- _Dataset excerpts_
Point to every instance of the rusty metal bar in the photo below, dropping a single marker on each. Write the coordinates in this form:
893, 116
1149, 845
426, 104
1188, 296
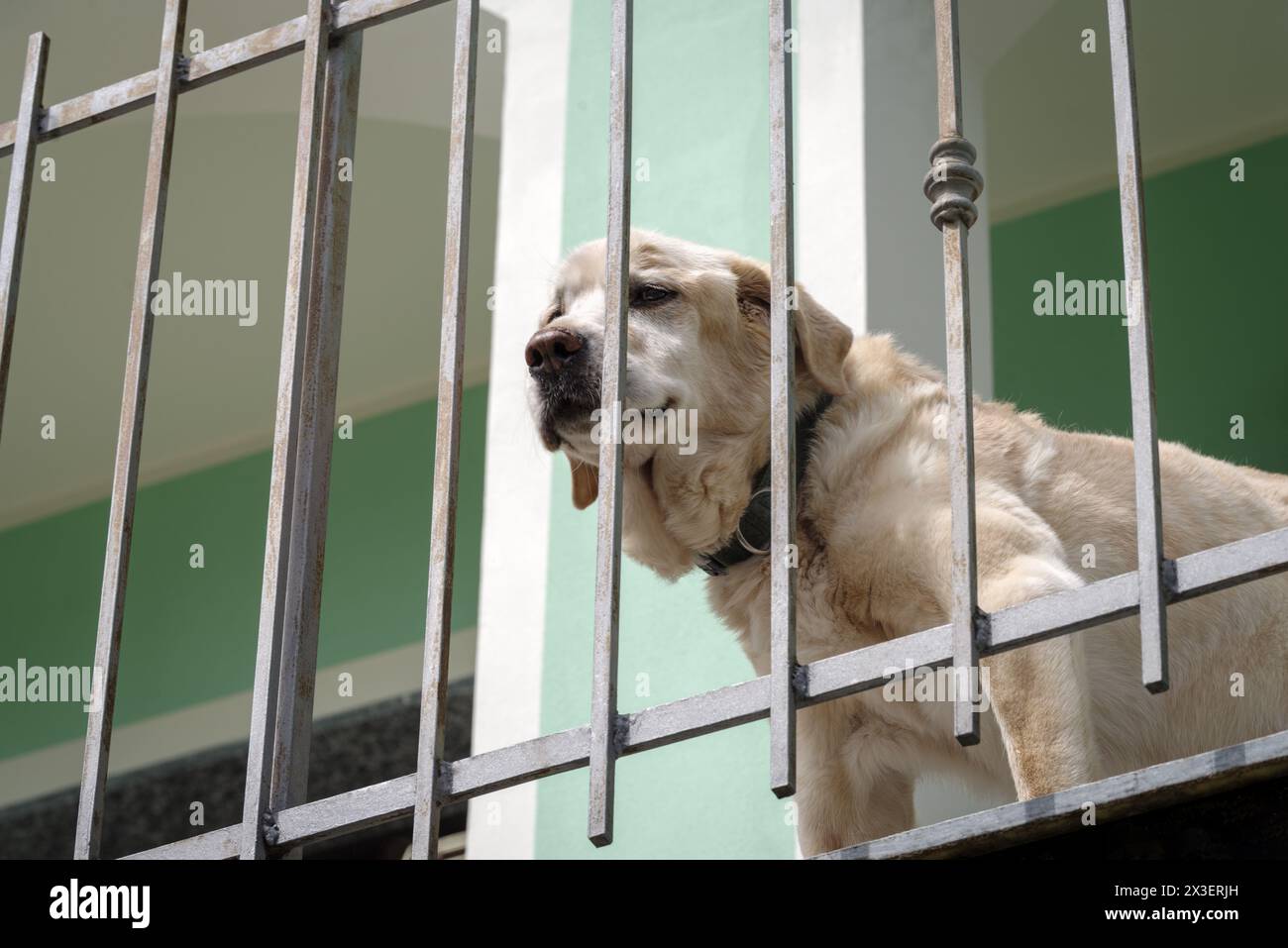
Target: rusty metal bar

- _Job_
Can you turn every line of the items above into a JSON list of strings, one string per line, with blank lines and the pictures left out?

- _Task result_
[
  "Point to every instance of the rusty metal bar in the photo below, dropping a single marker on each. Write the coordinates in this form:",
  "893, 116",
  "1149, 845",
  "426, 104",
  "1188, 296",
  "Target: rusty metal bar"
]